Set task: Reproduce verbatim the stretch of the Daniels v. Jones opinion from "Proceeding to probate" through "Antonio, for appellees.".

Article:
Daniels v. Jones
Decision Date | 02 July 1920 |
Docket Number | (No. 6404.) |
Citation | 224 S.W. 476 |
Parties | DANIELS v. JONES et al. |
Court | Texas Court of Appeals |
Appeal from District Court, Bexar County; S. G. Tayloe, Judge.
Proceeding to probate will by Dave Jones and another, contested by Neta Daniels. Judgment for proponents, and contestant appeals. Affirmed.
McCollum Burnett, of San Antonio, for appellant.
Dixon Gulley and R. P. Ingrum, both of San Antonio, for appellees.
On March 18, 1919, Dave Jones and Martin Jones applied to the county court of Bexar county to probate the will of Pat Jones, deceased, alleging that the testator had died in San Antonio, Tex., on March 12, 1919, leaving an estate of the probate value of $30,000, and that in said will proponents were named as independent executors, without bond. On April 14, 1919, appellant filed a contest of the will, to which contest a general demurrer was sustained by the county judge. The cause was appealed to the district court, where the appellant filed an amended petition. A general demurrer was there sustained to the amended petition. The amended petition alleged:
"That contestant herein is a creditor of said estate in the sum of $10,000, in that during the lifetime of said deceased, Pat Jones, she, at the special instance and request of said deceased, performed certain numerous and valuable personal services for and on behalf of said deceased, said services consisting, among other things, of attending to all of the usual and customary household duties for deceased and his household, as well as nursing and administering unto him during his long and protracted illness."

Recorded data:
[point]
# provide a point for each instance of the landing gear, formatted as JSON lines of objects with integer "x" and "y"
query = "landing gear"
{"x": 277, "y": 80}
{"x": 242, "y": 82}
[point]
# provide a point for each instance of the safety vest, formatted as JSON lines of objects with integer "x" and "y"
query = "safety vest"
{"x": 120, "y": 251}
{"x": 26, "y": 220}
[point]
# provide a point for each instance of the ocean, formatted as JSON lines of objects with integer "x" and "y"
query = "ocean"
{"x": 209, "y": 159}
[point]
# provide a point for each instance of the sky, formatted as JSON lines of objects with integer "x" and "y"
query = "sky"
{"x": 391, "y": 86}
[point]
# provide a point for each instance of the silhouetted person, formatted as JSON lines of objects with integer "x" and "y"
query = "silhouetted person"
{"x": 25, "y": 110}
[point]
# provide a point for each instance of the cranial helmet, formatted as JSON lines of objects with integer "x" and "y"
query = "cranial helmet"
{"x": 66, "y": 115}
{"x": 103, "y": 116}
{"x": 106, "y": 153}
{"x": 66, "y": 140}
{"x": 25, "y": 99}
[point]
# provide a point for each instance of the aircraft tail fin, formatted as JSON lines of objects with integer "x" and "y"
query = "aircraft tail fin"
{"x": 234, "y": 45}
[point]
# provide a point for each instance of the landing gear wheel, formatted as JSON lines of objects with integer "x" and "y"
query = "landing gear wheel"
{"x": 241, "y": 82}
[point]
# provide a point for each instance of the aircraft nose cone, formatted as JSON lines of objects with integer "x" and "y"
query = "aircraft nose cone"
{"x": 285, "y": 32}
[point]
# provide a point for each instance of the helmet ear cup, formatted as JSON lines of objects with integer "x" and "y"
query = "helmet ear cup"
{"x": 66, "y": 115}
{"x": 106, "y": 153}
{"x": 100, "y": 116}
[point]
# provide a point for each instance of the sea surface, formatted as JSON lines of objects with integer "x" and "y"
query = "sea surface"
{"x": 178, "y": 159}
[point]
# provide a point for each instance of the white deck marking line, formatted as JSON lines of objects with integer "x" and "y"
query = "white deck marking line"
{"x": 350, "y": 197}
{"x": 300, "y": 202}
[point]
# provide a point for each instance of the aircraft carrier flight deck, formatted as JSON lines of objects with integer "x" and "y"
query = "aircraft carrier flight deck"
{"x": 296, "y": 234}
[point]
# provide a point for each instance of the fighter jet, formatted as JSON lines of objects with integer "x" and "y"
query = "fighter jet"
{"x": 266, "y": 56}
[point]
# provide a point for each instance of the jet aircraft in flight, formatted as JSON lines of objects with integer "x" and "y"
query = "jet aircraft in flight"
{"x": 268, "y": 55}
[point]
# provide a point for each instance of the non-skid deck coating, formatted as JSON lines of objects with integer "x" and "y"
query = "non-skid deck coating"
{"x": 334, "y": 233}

Result of this exercise:
Proceeding to probate will by Dave Jones and another, contested by Neta Daniels. Judgment for proponents, and contestant appeals. Affirmed.
McCollum Burnett, of San Antonio, for appellant.
Dixon Gulley and R. P. Ingrum, both of San Antonio, for appellees.